| WHAT NEEDS TO BE DONE |
When you reach the line that contains "Could you kindly pick out the knuckle" in the data below, copy it and every line after it exactly, adding nothing.

| RECORD SET |
+-------+
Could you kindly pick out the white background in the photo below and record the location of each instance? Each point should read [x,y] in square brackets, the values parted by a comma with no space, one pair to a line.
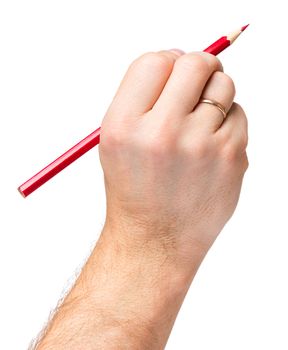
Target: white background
[60,64]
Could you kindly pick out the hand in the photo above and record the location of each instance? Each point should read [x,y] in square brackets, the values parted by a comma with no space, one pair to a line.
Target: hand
[173,169]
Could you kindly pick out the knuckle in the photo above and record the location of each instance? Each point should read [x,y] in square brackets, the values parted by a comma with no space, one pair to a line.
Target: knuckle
+-------+
| RESPONSE AREA |
Could you kindly pick out the knuckle in the photo above and record the location of each instance? Each point should read [x,y] in square brackets, the values parted by a comma with no space, one pair to a line.
Target: knuckle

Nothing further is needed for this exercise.